++++ Página ++++
Una ocasión que fui invitado a su estancia, la cual se convirtió en otro de mis
refugios sociales, buscó entre su ropero una estola color púrpura, reprodujo
música y bailamos dando giros mientras sujetábamos aquella prenda, mi hermana
Sarita brincaba y aplaudía de emoción mientras nos veía ser felices; fue la
primera ocasión que bailé sin sentirme avergonzado al hacerlo.
Gisela
era valiente, porque hay que serlo cuando uno lucha por sus anhelos a contra
corriente, también fue valiente para mí; una ocasión, cuando yo llegaba a casa
de la escuela, cursaba primer grado de primaria, caminaba para entrar a mi edificio
cuando la voz de un puberto vociferó, - ¡Ahí va el pinche joto!, seguido de un chiflido y varias risas resonaron desde otros
departamentos.
Ella
escuchó el insulto, abrió la puerta de su departamento y me invitó a pasar mientras
decía con voz fuerte, - ¡Angelito, Angelito!, pásate bonito, tengo unos
chocolates para ti, nunca le hagas caso a gente que siempre está triste y
enojada con la vida -. Volvió a regalarme un puñado de monedas de chocolate
envueltas en papel metálico dorado.
++++ Datos proporcionados ++++
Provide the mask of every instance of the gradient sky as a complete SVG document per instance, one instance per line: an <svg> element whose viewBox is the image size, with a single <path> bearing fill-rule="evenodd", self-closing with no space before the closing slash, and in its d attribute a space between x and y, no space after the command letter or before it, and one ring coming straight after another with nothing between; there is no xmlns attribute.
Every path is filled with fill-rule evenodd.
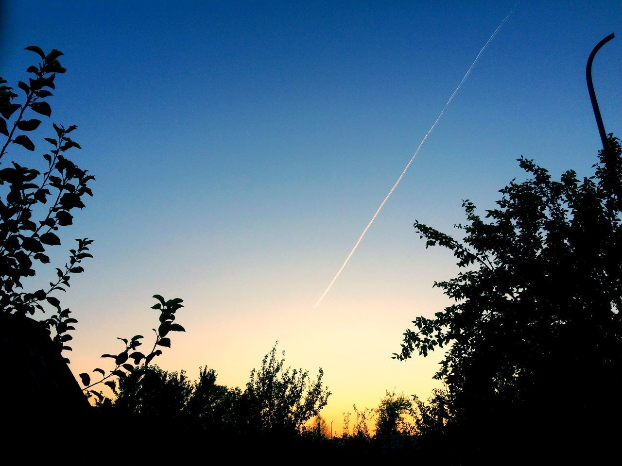
<svg viewBox="0 0 622 466"><path fill-rule="evenodd" d="M159 293L186 306L187 332L156 360L167 370L207 365L243 386L278 340L288 364L323 368L336 431L386 390L427 398L442 354L391 355L449 303L432 285L457 268L414 220L453 233L462 199L483 211L524 178L521 155L589 175L585 63L612 32L593 76L606 129L622 129L622 4L521 2L313 309L515 3L6 2L1 75L24 78L27 45L65 53L52 119L78 125L73 160L96 178L50 255L56 267L73 239L95 240L61 296L80 321L74 373L107 368L116 337L150 337Z"/></svg>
++++
Partes del ejercicio:
1. Según el relato sobre Gisela, ¿qué grado escolar cursaba quien narra cuando escuchó el insulto al llegar a su edificio?
2. Prosiga el relato sobre Gisela a partir de su última oración.
Los datos no hacen falta para resolver ninguna de las tareas.

Respuestas por tarea:
1. Cursaba primer grado de primaria.

2.
En
ese momento yo no comprendía todo lo que implicaba aquel insulto, pero sí
sentía lo punzante que era, sobre todo fui comprendiendo lo que conllevaba, un
empujón de espaldas, no querer compartir algún juego conmigo, no ser invitado a
alguna fiesta de cumpleaños, un escupitajo, más insultos y alguna patada o
puñetazo lanzados al azar contra mí. Eran dardos de la misma especie que el que
la madre del adolescente lanzó contra Gisela y que yo había escuchado unos
meses atrás. Con el tiempo comprendí que aquella familia se reprodujo en la
violencia y sentí tristeza por su suerte; la madre, la hija y el hijo eran
víctimas de las maltratos de un padre que, sólo eso les pudo brindar además de
abandono.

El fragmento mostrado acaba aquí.